### PASSAGE TO READ
[start]
Latest revision as of 01:23, 27 August 2024

Pyrrhonism is an Ancient Greek school of philosophical skepticism which rejects dogma and advocates the suspension of judgement over the truth of all beliefs. It was founded by Aenesidemus in the first century BCE, and said to have been inspired by the teachings of Pyrrho and Timon of Phlius in the fourth century BCE.[1] Pyrrhonism is best known today through the surviving works of Sextus Empiricus, writing in the late second century or early third century CE.[2] The publication of Sextus' works in the Renaissance ignited a revival of interest in Skepticism and played a major role in Reformation thought and the development of early modern philosophy.
[end]
### THE PROBLEM
Print the Pyrrhonism passage word for word from "Pyrrhonism is an" to "early modern philosophy.", including both of those phrases.

### EXTRACTED ENTRIES
[start]
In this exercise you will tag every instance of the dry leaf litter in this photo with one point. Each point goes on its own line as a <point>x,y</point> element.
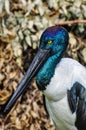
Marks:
<point>21,25</point>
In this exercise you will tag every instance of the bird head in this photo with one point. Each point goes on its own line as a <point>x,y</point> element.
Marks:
<point>53,42</point>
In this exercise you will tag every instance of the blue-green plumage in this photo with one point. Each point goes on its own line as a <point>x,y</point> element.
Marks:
<point>62,79</point>
<point>59,38</point>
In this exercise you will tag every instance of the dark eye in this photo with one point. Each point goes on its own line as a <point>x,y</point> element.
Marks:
<point>49,42</point>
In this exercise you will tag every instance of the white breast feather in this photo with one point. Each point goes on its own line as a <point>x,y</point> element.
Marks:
<point>67,72</point>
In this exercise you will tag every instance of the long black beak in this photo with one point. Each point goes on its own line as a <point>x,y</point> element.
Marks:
<point>38,61</point>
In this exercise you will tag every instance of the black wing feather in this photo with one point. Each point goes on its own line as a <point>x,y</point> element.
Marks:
<point>77,103</point>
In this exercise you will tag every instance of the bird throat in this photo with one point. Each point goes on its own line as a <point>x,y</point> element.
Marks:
<point>45,74</point>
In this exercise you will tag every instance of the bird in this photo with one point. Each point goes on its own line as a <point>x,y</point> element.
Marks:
<point>61,80</point>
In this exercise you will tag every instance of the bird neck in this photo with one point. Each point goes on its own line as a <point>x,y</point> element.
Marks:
<point>47,71</point>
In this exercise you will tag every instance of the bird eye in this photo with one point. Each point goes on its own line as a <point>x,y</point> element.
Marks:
<point>50,41</point>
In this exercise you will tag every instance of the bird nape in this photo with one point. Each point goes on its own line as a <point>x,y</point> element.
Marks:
<point>61,80</point>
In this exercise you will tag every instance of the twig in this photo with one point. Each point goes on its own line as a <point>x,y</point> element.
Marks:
<point>71,22</point>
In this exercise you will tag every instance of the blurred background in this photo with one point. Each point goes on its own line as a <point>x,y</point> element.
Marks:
<point>21,25</point>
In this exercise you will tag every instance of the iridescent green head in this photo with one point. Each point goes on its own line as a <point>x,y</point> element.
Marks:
<point>54,38</point>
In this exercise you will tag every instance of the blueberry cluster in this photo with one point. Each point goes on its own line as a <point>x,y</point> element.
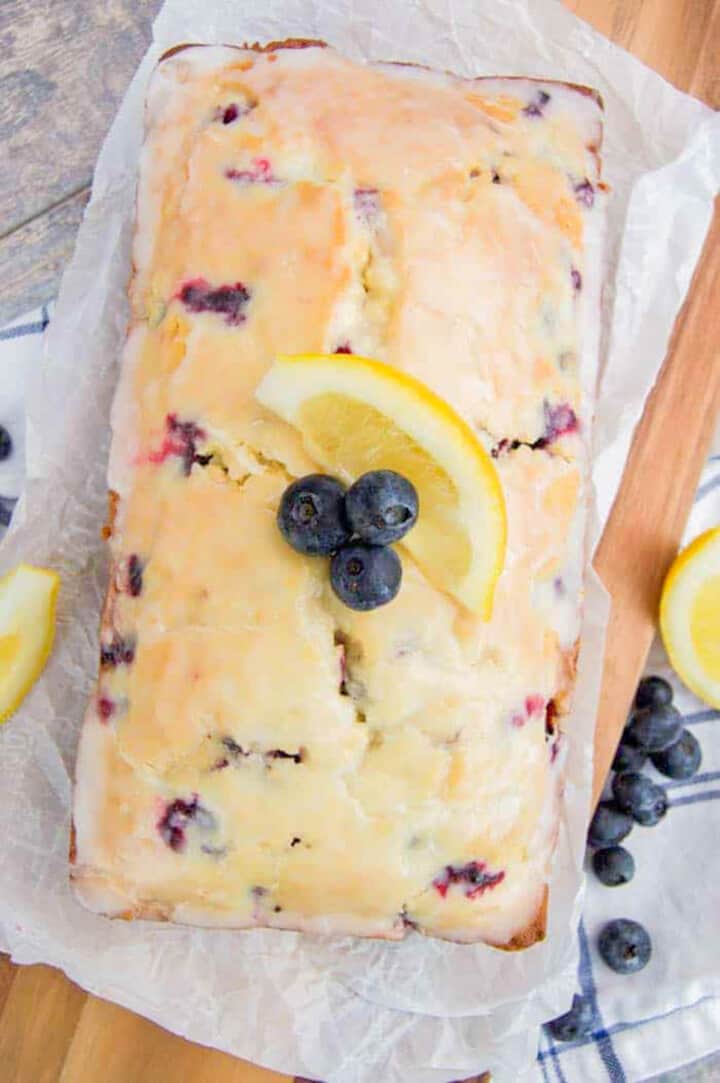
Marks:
<point>354,526</point>
<point>654,731</point>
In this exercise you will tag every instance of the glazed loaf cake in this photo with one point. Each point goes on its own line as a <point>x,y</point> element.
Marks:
<point>254,753</point>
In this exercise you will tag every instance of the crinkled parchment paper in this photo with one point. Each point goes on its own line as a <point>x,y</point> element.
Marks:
<point>338,1009</point>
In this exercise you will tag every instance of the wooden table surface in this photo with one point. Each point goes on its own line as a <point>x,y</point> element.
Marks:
<point>63,68</point>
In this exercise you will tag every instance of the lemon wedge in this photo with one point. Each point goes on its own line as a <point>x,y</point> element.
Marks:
<point>27,628</point>
<point>355,414</point>
<point>690,615</point>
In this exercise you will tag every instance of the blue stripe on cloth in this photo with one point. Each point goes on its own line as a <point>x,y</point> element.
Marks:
<point>619,1028</point>
<point>707,487</point>
<point>602,1039</point>
<point>701,716</point>
<point>23,329</point>
<point>551,1055</point>
<point>709,795</point>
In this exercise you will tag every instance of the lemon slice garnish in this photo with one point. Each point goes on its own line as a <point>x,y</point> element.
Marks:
<point>690,616</point>
<point>27,628</point>
<point>355,415</point>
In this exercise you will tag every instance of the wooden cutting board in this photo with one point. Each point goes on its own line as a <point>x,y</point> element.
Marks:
<point>50,1030</point>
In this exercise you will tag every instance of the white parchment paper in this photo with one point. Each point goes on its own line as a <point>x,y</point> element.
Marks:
<point>339,1009</point>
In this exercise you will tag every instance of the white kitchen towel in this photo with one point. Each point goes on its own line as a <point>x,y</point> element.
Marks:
<point>644,1023</point>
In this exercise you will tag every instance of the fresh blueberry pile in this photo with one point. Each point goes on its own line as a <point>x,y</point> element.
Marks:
<point>653,732</point>
<point>354,526</point>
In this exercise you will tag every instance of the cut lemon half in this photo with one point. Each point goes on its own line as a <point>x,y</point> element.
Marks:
<point>27,628</point>
<point>355,415</point>
<point>690,616</point>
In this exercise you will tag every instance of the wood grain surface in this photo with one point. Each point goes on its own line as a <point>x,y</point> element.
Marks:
<point>64,64</point>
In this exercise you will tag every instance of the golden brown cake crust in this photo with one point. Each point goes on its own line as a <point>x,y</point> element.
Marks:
<point>537,466</point>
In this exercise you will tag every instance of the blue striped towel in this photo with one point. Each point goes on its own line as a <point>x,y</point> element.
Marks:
<point>668,1014</point>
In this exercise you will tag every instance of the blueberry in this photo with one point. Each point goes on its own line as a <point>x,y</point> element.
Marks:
<point>381,507</point>
<point>227,300</point>
<point>625,946</point>
<point>653,692</point>
<point>613,865</point>
<point>365,576</point>
<point>5,444</point>
<point>575,1023</point>
<point>629,757</point>
<point>312,514</point>
<point>609,825</point>
<point>654,728</point>
<point>640,796</point>
<point>178,814</point>
<point>681,759</point>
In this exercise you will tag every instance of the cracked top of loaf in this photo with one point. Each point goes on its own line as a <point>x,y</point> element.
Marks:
<point>254,753</point>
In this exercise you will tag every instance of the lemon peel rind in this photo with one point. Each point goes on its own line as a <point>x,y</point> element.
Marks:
<point>676,607</point>
<point>429,426</point>
<point>40,655</point>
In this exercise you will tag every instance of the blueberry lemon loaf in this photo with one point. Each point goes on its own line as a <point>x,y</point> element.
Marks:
<point>257,753</point>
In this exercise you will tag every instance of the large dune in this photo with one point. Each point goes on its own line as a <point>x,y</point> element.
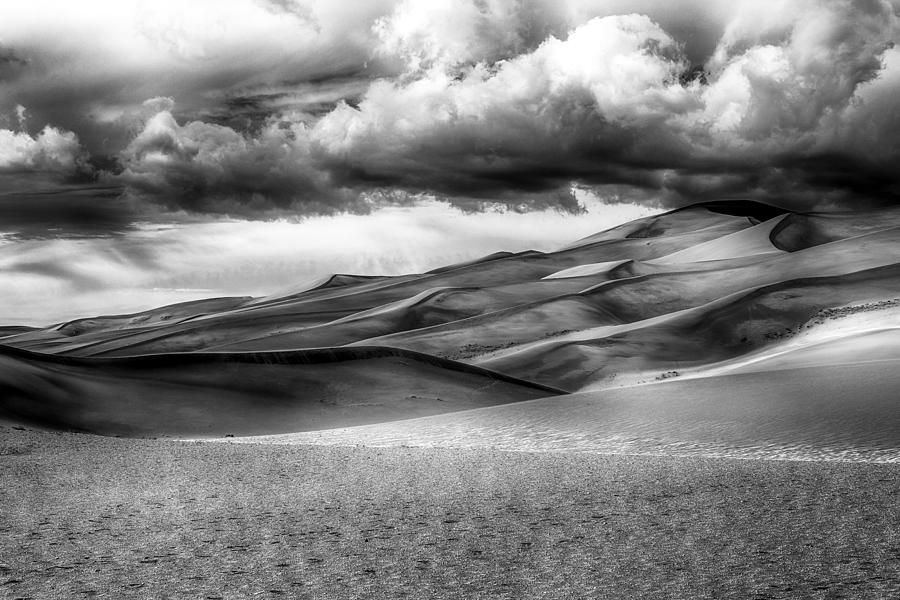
[end]
### WRITTEN SOLUTION
Pyrrhonism is an Ancient Greek school of philosophical skepticism which rejects dogma and advocates the suspension of judgement over the truth of all beliefs. It was founded by Aenesidemus in the first century BCE, and said to have been inspired by the teachings of Pyrrho and Timon of Phlius in the fourth century BCE.[1] Pyrrhonism is best known today through the surviving works of Sextus Empiricus, writing in the late second century or early third century CE.[2] The publication of Sextus' works in the Renaissance ignited a revival of interest in Skepticism and played a major role in Reformation thought and the development of early modern philosophy.